Bereitgestellte Daten:
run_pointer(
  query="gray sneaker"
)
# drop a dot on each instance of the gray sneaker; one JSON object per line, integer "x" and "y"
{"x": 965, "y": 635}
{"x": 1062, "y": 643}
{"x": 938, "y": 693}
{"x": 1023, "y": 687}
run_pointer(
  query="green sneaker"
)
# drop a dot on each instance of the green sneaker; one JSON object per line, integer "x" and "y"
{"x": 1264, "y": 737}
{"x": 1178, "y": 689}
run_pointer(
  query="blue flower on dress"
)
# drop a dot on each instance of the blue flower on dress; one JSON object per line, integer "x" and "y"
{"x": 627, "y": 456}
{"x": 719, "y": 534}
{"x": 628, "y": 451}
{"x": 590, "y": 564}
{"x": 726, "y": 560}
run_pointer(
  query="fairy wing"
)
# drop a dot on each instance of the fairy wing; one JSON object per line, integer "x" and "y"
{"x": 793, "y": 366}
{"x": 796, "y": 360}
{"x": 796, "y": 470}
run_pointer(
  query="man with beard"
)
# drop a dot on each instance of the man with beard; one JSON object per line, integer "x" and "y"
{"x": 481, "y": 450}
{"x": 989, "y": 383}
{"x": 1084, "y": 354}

Aufgabenstellung:
Übertrage die Daten oben in eine JSON-Liste aus Strings, mit einem String für jede Zeile. Leerzeilen lässt du weg.

Vollständige Antwort:
[
  "run_pointer(",
  "  query=\"gray sneaker\"",
  ")",
  "# drop a dot on each instance of the gray sneaker; one JSON object per line, integer \"x\" and \"y\"",
  "{\"x\": 965, \"y\": 635}",
  "{\"x\": 1062, \"y\": 643}",
  "{\"x\": 938, \"y\": 693}",
  "{\"x\": 1023, \"y\": 687}",
  "run_pointer(",
  "  query=\"green sneaker\"",
  ")",
  "# drop a dot on each instance of the green sneaker; one JSON object per line, integer \"x\" and \"y\"",
  "{\"x\": 1264, \"y\": 737}",
  "{\"x\": 1178, \"y\": 689}",
  "run_pointer(",
  "  query=\"blue flower on dress\"",
  ")",
  "# drop a dot on each instance of the blue flower on dress; one JSON object per line, integer \"x\" and \"y\"",
  "{\"x\": 627, \"y\": 456}",
  "{\"x\": 719, \"y\": 534}",
  "{\"x\": 628, \"y\": 451}",
  "{\"x\": 590, \"y\": 564}",
  "{\"x\": 726, \"y\": 560}",
  "run_pointer(",
  "  query=\"fairy wing\"",
  ")",
  "# drop a dot on each instance of the fairy wing; one JSON object per line, integer \"x\" and \"y\"",
  "{\"x\": 793, \"y\": 366}",
  "{\"x\": 796, \"y\": 360}",
  "{\"x\": 796, \"y\": 470}",
  "run_pointer(",
  "  query=\"man with beard\"",
  ")",
  "# drop a dot on each instance of the man with beard; one JSON object per line, integer \"x\" and \"y\"",
  "{\"x\": 481, \"y\": 450}",
  "{\"x\": 989, \"y\": 383}",
  "{\"x\": 1084, \"y\": 354}"
]